Reformasi
administrasi telah menjadi hal yang paling dibahas dalam pemerintah di seluruh
dunia. Reformasi administrasi berbeda beda dalam pengembangannya di setiap
negara. Pengembangan administrasi telah pulih dari ketergantungan,
ketidakstabilan, dan kebingungan kebijakan. Reformasi dan pengorganisasian
kembali sering kali dilandasi untuk tujuan politik dan juga kemerdekaan
nasional. Anti korupsi konsulidasi elit, pengembangan pasar ekonomi, pengkayaan
elit dan pihak-pihak militer termasuk usaha untuk meningkatkan keharusan
reformasi. Dewasa ini mereformasi administrasi menjadi latian yang kurang
berhasil ketika legitimasi dan kredebilitas dari seluruh sistem dimata publik
dipertanyakan. Ini adalah alasan mendasar kenapa kebanyakan reformasi
administrasi dan pengorganisasian kembali gagal dalam mengindustriliyasikan dan
mengembangkan negara.
Masalah
lain yang berhubungan dengan reformasi administrasi adalah kebingungan dalam
arti reformasi itu sendiri. Kebingungan juga berkembang melalui penggunaan
istilah sebagai perubahan, modernisasi, pengembangan dan evolusi dalam
reformasi jarak antara ideal dan realita mungkin saja bertumbuh dari waktu
kewaktu jika reformasi administrasi
tidak di perhatikan dengan serius jarak itu harus di benarkan oleh legitimasi
dan kinerja.

▶ _SOAL SINGKAT 1_
Menurut teks tentang reformasi administrasi, istilah apa saja yang penggunaannya ikut menimbulkan kebingungan tentang arti reformasi?
▶ _SOAL SINGKAT 2_
Tuliskan lanjutan teks tentang reformasi administrasi, mulai dari kalimat sesudah kalimat terakhirnya.

▶ _DATA YANG DIBERIKAN_
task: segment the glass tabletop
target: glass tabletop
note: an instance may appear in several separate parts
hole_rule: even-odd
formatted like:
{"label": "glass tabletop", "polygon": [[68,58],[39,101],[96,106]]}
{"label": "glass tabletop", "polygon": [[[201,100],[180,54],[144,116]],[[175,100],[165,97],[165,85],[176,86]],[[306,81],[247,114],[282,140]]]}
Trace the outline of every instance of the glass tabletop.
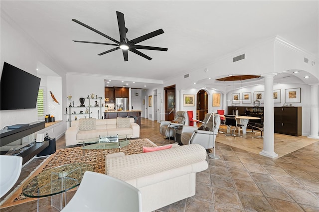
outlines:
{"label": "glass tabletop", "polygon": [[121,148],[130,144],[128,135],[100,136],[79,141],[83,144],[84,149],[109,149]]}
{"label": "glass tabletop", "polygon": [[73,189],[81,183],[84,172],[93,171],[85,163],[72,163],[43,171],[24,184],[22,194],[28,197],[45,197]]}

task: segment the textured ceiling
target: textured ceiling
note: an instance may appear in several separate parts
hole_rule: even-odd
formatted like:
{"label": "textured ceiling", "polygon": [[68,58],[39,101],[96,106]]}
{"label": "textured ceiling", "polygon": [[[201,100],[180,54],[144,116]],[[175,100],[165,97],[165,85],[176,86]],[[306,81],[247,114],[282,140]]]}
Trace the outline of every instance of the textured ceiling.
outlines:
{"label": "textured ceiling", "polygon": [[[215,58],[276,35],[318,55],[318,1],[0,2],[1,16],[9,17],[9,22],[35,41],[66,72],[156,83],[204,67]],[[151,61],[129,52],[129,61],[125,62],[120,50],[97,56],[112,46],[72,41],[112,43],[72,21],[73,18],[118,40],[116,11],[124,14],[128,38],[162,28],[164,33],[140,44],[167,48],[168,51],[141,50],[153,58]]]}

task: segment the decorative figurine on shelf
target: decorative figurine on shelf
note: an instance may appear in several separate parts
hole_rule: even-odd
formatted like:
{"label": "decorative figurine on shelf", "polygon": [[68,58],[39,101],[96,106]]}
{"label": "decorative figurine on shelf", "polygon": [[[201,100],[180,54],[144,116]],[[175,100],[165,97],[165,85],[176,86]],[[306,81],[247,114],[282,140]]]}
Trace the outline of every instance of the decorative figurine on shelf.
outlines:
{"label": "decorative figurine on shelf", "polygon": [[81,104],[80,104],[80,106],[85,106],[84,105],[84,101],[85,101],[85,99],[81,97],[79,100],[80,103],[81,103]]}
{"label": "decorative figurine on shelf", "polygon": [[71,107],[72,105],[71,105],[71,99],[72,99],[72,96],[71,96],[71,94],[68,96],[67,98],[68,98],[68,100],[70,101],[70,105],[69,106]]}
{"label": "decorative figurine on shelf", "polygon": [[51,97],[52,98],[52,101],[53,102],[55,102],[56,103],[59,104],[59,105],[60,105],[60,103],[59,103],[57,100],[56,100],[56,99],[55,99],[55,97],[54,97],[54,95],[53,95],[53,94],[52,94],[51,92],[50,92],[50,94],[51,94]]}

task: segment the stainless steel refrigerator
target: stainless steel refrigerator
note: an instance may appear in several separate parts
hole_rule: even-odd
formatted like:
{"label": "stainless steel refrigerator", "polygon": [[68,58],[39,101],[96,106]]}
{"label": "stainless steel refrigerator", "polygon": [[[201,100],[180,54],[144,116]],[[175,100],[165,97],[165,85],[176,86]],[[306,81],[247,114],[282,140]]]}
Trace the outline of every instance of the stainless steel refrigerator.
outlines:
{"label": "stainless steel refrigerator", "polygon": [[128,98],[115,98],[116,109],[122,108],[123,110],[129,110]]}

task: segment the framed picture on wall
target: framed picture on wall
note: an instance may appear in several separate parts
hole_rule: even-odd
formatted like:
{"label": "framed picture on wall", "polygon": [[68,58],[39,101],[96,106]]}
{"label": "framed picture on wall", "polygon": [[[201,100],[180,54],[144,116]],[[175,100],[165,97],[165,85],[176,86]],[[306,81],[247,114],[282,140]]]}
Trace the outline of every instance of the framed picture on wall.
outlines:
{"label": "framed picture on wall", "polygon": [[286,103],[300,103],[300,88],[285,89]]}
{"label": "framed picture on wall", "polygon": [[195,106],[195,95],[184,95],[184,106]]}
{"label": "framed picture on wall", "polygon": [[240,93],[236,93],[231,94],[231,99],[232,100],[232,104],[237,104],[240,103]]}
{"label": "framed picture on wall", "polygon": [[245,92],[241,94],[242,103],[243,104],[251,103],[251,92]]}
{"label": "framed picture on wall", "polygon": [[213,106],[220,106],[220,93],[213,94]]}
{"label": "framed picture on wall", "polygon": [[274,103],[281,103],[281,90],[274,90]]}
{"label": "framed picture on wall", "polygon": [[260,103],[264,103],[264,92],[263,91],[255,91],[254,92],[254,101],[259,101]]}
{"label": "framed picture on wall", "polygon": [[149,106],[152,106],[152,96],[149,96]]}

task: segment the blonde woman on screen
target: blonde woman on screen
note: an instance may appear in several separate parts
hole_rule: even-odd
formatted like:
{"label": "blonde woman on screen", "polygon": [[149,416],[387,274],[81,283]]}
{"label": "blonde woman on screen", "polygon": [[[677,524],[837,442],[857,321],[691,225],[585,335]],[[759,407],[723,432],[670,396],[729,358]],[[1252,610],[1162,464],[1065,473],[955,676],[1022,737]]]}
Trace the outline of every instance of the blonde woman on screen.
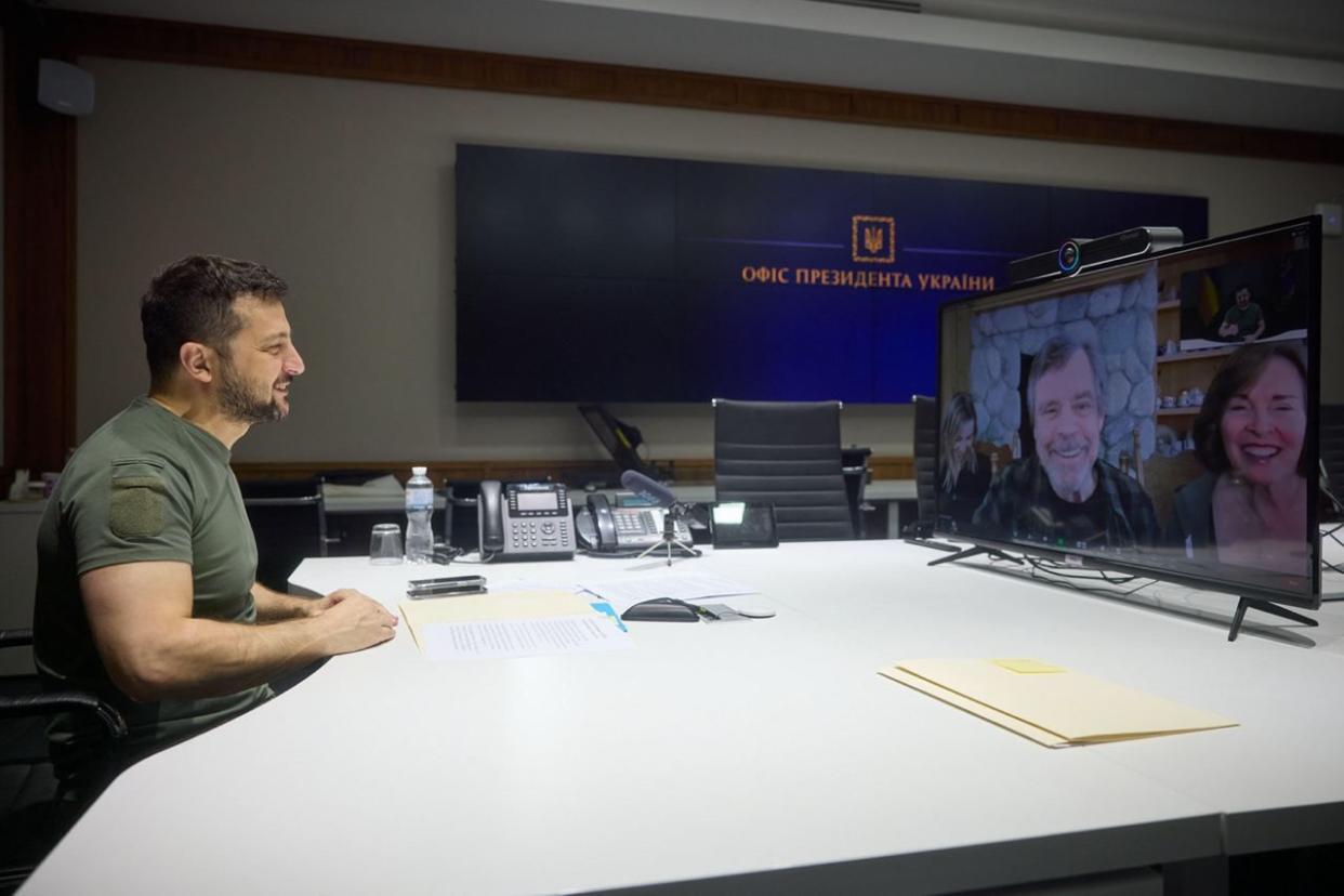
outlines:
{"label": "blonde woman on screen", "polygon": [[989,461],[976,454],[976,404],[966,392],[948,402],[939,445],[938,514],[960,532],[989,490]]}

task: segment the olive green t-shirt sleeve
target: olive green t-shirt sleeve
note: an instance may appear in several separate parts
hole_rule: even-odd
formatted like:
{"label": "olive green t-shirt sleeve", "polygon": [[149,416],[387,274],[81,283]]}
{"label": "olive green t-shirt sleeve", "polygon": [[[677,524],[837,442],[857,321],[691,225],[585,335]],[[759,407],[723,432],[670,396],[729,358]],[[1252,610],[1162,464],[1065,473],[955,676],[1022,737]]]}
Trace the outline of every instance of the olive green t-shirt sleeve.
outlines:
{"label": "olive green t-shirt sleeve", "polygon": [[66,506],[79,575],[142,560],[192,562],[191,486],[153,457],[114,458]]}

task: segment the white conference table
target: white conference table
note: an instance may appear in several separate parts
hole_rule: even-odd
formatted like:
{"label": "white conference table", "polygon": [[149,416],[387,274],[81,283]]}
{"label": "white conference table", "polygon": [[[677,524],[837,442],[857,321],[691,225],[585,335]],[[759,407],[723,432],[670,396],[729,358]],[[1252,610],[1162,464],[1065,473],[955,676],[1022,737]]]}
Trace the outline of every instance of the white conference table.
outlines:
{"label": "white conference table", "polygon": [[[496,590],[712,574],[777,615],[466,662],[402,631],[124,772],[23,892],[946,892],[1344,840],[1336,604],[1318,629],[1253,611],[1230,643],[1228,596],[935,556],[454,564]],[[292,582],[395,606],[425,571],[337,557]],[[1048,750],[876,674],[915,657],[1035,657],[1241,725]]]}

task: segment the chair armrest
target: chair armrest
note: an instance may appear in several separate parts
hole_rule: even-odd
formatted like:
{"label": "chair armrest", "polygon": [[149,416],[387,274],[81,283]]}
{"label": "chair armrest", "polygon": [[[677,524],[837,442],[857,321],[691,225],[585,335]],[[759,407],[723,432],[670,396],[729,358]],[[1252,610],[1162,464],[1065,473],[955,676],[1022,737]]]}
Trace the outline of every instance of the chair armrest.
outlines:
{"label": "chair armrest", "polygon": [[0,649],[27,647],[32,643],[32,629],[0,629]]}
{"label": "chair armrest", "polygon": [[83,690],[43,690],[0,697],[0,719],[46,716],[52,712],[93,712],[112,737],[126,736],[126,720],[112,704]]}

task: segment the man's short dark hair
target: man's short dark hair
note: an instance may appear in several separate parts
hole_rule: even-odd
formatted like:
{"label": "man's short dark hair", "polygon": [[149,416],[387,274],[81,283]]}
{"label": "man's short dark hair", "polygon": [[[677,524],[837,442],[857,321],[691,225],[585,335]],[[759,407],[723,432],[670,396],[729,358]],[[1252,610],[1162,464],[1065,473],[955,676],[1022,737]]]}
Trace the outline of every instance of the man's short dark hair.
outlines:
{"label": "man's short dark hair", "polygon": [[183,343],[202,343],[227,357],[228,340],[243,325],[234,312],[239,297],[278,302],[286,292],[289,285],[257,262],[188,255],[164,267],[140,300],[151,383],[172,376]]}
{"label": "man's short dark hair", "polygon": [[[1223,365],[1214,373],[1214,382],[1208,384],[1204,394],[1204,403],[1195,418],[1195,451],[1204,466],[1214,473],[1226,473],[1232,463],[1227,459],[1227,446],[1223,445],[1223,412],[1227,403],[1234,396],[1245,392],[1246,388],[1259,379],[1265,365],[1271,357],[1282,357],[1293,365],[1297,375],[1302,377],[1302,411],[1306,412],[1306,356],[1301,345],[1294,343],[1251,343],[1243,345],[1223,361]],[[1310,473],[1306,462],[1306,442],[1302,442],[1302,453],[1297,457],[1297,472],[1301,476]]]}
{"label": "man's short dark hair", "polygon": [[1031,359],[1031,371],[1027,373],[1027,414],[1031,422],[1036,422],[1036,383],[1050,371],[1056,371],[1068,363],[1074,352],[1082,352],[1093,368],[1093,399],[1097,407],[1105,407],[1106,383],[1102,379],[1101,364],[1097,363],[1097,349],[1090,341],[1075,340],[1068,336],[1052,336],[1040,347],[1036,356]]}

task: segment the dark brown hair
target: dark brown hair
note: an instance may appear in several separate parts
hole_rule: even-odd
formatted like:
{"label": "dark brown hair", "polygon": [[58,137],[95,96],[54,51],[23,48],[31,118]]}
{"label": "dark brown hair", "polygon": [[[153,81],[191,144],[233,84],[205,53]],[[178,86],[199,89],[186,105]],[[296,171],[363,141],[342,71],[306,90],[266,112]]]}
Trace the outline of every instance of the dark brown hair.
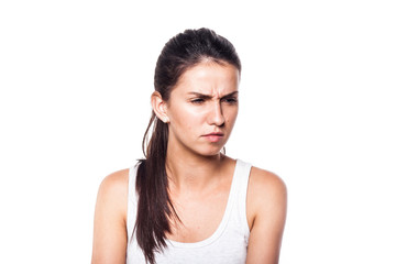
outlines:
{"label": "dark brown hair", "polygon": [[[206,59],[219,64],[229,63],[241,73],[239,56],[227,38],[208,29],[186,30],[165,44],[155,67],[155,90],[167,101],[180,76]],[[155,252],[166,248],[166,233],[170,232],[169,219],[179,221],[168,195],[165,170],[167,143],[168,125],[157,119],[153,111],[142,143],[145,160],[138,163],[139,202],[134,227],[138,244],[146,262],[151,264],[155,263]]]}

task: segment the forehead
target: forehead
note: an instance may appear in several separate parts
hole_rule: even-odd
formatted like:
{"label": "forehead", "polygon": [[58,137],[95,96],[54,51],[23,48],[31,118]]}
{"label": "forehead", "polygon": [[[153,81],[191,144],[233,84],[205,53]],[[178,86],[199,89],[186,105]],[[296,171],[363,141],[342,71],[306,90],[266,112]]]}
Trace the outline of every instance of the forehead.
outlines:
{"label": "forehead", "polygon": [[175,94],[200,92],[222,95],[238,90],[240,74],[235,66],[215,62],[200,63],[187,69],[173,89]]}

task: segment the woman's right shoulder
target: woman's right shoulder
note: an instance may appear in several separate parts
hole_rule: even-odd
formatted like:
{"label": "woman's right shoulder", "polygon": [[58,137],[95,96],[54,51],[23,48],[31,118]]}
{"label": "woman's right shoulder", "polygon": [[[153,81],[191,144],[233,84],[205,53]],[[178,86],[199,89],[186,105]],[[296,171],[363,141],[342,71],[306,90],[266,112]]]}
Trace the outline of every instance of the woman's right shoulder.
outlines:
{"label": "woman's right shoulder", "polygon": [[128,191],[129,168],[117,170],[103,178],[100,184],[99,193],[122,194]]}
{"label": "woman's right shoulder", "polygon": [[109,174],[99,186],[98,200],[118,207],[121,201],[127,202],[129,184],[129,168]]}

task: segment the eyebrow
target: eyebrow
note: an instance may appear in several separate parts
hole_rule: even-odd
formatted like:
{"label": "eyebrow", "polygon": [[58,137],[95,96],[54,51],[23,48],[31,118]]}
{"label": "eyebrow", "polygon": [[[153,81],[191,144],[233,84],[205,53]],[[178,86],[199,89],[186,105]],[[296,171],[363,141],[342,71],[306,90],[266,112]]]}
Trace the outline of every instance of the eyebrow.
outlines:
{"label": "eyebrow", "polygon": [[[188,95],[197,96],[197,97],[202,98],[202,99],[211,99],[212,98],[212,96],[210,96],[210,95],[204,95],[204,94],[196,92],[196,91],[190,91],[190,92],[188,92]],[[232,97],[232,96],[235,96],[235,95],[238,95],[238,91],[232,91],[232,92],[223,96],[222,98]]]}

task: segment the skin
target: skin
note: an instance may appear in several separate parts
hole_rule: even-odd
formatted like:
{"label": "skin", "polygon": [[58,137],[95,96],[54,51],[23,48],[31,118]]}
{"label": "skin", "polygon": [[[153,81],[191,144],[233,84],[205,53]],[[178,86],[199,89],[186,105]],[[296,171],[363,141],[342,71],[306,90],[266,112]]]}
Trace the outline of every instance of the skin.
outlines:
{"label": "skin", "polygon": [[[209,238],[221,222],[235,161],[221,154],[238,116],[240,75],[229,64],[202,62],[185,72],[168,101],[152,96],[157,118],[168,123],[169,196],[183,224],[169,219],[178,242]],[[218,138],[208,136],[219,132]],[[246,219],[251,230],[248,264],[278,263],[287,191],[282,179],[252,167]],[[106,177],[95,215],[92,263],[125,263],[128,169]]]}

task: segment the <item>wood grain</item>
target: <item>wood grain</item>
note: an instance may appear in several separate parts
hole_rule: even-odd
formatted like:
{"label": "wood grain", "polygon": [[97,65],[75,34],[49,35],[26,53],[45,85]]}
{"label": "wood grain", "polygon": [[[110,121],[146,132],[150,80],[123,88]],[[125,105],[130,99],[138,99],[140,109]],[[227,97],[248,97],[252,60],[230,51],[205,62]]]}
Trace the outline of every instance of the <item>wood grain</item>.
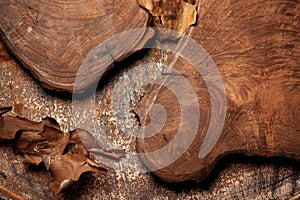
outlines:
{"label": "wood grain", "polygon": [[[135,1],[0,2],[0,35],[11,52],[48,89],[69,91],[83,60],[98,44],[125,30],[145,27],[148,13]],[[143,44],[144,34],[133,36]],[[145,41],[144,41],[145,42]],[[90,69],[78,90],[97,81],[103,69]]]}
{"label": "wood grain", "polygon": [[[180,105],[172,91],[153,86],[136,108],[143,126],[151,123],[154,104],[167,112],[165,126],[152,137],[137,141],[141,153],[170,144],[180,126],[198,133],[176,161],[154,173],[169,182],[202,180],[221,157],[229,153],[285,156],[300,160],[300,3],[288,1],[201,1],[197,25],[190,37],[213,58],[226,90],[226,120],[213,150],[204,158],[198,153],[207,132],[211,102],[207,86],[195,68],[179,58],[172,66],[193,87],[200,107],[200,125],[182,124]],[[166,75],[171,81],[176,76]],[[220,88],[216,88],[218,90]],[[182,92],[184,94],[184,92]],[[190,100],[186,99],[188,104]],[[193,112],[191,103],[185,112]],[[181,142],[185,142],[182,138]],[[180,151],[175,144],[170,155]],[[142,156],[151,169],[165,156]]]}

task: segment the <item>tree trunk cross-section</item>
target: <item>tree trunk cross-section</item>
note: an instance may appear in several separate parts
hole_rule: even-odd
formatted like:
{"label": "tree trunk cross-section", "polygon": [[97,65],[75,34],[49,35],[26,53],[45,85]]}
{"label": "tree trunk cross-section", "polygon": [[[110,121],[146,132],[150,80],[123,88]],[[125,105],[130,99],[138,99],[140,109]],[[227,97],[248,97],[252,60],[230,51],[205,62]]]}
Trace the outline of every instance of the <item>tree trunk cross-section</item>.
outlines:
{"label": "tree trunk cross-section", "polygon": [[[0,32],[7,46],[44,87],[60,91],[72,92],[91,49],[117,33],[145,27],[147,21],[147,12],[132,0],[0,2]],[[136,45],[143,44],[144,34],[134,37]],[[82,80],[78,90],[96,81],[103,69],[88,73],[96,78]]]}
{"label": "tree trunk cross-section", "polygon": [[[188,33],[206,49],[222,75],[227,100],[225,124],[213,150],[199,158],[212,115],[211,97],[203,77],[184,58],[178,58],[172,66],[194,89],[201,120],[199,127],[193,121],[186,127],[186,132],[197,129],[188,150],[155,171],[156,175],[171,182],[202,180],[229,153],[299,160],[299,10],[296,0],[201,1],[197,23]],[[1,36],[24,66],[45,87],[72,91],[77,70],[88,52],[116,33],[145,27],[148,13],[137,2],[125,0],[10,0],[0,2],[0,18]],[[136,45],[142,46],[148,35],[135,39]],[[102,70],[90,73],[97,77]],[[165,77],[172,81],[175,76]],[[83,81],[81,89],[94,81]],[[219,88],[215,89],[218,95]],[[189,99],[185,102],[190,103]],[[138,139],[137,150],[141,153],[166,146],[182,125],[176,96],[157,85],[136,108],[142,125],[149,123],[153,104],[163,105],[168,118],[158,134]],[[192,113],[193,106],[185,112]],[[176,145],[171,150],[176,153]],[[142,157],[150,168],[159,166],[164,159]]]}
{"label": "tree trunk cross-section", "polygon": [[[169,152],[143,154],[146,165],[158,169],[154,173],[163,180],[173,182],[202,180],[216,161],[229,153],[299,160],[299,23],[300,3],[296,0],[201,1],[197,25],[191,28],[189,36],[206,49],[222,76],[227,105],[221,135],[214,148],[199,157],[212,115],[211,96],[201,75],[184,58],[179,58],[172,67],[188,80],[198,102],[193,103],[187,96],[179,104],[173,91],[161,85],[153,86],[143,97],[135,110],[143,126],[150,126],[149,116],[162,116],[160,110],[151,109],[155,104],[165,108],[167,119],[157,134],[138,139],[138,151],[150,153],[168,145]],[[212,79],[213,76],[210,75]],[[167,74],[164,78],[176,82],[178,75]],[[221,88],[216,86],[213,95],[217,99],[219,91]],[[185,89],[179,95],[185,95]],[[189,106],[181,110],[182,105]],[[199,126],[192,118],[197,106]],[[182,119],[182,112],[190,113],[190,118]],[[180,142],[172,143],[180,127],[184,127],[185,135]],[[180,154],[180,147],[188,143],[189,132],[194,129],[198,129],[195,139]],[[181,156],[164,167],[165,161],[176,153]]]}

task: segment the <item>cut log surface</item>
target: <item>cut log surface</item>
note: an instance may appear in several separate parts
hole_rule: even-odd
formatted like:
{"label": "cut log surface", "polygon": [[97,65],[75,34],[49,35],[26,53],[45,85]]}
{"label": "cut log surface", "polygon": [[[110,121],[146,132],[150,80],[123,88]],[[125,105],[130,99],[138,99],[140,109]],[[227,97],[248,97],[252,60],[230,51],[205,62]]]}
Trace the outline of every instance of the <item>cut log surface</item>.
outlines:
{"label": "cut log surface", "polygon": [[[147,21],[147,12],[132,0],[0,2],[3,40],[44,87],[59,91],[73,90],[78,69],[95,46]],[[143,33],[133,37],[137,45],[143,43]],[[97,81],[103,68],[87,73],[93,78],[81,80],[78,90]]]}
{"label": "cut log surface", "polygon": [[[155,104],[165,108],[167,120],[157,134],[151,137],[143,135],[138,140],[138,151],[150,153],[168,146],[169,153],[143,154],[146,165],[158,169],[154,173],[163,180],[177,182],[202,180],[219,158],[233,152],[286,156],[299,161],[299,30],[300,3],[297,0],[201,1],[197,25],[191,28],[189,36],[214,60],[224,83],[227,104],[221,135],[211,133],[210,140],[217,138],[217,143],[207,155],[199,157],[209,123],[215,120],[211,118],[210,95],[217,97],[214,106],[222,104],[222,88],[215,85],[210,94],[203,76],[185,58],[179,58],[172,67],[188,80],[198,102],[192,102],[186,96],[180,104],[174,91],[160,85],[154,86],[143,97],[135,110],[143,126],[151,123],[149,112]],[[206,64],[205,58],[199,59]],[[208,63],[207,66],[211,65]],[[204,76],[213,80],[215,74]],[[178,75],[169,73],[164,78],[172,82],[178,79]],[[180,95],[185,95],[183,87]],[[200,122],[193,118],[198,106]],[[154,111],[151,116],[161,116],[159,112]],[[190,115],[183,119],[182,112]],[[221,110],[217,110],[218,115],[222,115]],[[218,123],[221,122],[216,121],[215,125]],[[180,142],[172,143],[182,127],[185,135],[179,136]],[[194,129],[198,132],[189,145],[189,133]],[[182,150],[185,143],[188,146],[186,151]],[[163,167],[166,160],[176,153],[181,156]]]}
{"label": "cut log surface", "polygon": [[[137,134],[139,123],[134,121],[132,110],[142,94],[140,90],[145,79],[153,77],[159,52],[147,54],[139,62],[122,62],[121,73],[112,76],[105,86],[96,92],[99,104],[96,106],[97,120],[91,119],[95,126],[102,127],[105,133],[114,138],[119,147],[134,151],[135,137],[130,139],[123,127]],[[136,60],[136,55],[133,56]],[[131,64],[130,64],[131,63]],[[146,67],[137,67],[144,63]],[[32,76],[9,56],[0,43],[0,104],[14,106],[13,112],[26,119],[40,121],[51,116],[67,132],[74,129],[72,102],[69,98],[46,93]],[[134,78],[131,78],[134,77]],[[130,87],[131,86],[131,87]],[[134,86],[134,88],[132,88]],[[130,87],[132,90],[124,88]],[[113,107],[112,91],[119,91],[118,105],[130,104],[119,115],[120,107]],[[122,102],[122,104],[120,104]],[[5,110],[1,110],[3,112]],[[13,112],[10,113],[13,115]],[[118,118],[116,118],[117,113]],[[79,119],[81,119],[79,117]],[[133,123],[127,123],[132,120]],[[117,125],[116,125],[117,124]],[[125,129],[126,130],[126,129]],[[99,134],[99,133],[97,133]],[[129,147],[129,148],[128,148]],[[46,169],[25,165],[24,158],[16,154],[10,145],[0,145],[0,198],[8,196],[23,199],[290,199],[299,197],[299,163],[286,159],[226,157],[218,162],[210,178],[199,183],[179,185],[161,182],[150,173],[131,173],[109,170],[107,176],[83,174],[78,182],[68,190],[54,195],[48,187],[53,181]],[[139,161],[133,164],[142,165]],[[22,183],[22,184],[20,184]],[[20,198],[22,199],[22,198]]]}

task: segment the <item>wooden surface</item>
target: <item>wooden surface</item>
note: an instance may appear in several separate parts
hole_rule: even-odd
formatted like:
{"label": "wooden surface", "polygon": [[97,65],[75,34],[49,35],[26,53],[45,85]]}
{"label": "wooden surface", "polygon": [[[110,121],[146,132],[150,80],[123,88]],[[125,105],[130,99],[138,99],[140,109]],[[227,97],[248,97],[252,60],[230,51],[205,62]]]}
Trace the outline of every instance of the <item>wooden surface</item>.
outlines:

▶ _HASIL 1_
Perubahan, modernisasi, pengembangan, dan evolusi.

▶ _HASIL 2_
Secara
teoritis beberapa sudut pandang dapat diidentifikasikan untuk menjelaskan
reformasi administrasi. Sudut pandang ini merefleksikan pengetahuan dalam teori
organisasi. Mulai dari yang klasik, teori organisasi formal, pengorganisasian
kembali dan perubahan serta pengembangan menjadi teori pasar kontenporer. Guy
Petters (1945) mengklasifikasikan kebanyakan dari teori ini menjadi 3 sudut
pandang dalam reformasi administrasi, yaitu mempunyai tujuan (Top- Down),
pengujicobaan (Bottom Up) dan model kelembagaan.
Yang
pertama tama yaitu Top-Down model yang mana mengasumsikan bahwa pemimpin
politik yang dapat mengetahui masalah atau mengembangkan ide inovatif dengan
cara mereformasi dan melakukan pengorganisasian sektor publik. selanjutnya
adalah model Bottom Up, yang mana model ini mengasumsikan bahwa pemerintah dan
sisitem administrasinya harus beradaptasi pada kondisi lingkungan yang sering
kali melatar belakangi perubahan dalam struktur. Dan terakhir adalah model
kelembagaan yang mana model ini mengasumsikan bahwa dalam kelembagaan baru
pergerakannya haruslah terorganisasi dan juga melalui perubahan dan modivikasi
dari nilai-nilai internal organisasi, budaya, dan juga struktur.
Pengorganisasian
kembali dan reformasi adalah persyaratan yang esensial untuk kesuksesan
penerapan dari pengembangan kebijakan dan program dalam negara yang
terindustrilialisasi. Reformasi dan pengorganisasian kembali dalam membangun
negara mungkin saja melibatkan beberapa perubahan struktural dan proses dan
juga peningkatan. Elit politik dan administrasi sering kali memperjuangkan
reformasi administrasi dan pengorganisasian kembali menggunakan Top-Down model,
model yang bertujuan. Konsekuensinya resistensi mungkin saja terbentuk untuk
beberapa alasan seperti sumber daya yang tidak memadai, konflik kepentingan dan
kurangnya kemampuan dan program pelatihan. Elit politik, administrasi, serta bisnis sering
mengejar agar terjadi reformasi administrasi dan pengorganisasian kembali.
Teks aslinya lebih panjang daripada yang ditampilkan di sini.